Scan the records below and say how many lines include the word "hexagonal", giving no other text.

*DATA SHOWN*:
Segment Open

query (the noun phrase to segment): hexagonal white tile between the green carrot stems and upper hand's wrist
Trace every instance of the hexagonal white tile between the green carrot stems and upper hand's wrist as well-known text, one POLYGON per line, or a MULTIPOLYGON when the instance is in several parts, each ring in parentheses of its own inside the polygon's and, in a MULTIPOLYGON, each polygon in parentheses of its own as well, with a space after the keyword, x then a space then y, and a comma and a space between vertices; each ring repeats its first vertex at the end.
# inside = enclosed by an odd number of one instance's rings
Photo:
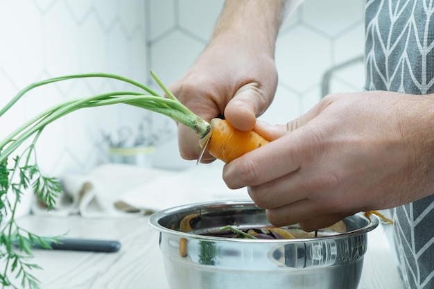
POLYGON ((170 85, 189 69, 203 49, 204 44, 180 31, 174 31, 152 46, 150 69, 165 84, 170 85))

Segment Closed

*EXERCISE RESULT*: 2